提供テキスト.
----
採用現場ニュース2007(2007年の記事)

【2007年1月】 熱心になってきた新卒女性採用

毎年の新卒採用活動では、女子学生が優秀で男子学生は頼りない、という評価がすっかり定着したが、最近は、優秀な女性をもっと積極的に採用しようという企業が増加している。これは、銀行、証券、保険、サービスといった業界だけでなく、メーカーや中堅企業でも顕著な傾向として表面化してきた。

そのため、昨年の秋から現在にいたるまで女子学生を対象とした大学での学内セミナー、就職情報会社主催の合同セミナーが急増している。そこでは、従来から女子学生の採用枠であった一般職や契約型採用だけでなく、総合職や特定職など多様化した職種・コースでの採用を拡大する傾向が高まっている。

もっとも男女雇用機会均等法への配慮から、男女別のセミナーや選考会を公然と行う企業は少ないが、それでも女子学生向けを意識した採用PRやセミナーが目に付くようになった。

1. 女子学生をターゲットとしたPR内容

例えば有力地銀の横浜銀行は、「女性行員バリューアッププログラム」ということで、ホームページだけでなく、女子学生向けのパンフレットを作成して配布している。また大和證券、日興コーディアル証券、第一生命なども、女子学生用の入社案内を作成して、セミナー会場で大量に配布している。女子学生の採用に本気で経費をかけるようになったのである。

こうした女子学生向けのパンフの内容は、一般的な入社案内とは異なる。積極的に女性採用に取り組んでいるPRとして、次のような制度や支援策を強調しているのが特色だ。
----
元データ.
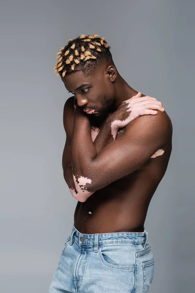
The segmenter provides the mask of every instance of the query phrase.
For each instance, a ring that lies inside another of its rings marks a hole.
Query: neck
[[[115,111],[118,107],[122,102],[131,99],[138,93],[137,91],[129,85],[118,73],[116,80],[115,86],[116,95],[113,103],[113,109]]]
----
作業指示.
1. 女性の新卒採用に関する記事で、横浜銀行がホームページのほかに作成して配布しているものは何か。
2. 女性の新卒採用に関する記事の続きを、最後の文の後から書いてください。

作業結果.
1. 女子学生向けのパンフレット。

2.
  1. 管理職に女性を多く登用している
  2. コース転換制度(特定職から総合職へなど)がある
  3. 産休・育児休業制度が充実している
  4. ワークライフバランスを支援している
  5. 再雇用制度がきめ細かく準備されている

これが、女子学生の関心事とフィットしているのか。それを調べたのが、昨年末に就職情報研究所が実施した調査だ。274人の女子学生を対象に「就職先を絞り込む際、重視する項目は何か」というアンケートを行った。その結果下記のとおりとなった。

  1. 産休制度の充実(19.7%)
  2. 育児支援制度の充実(19.6%)
  3. 復職制度の充実(16.8%)
  4. 女性の勤続年数の長さ(13.7%)
  5. 女性管理職登用制度の充実(11.4%)

以下、女性社員比率の高さ、既婚者比率の高さ、セクハラ対策の充実、社内結婚の比率の高さ、となった。多くのセミナー内容は、ほぼ女子学生の関心と合致しているが、既婚者比率の高さ、社内結婚の比率ということまで説明している企業はあまりない。企業としては、結婚より働くこと、キャリアについてこだわってほしいということだろう。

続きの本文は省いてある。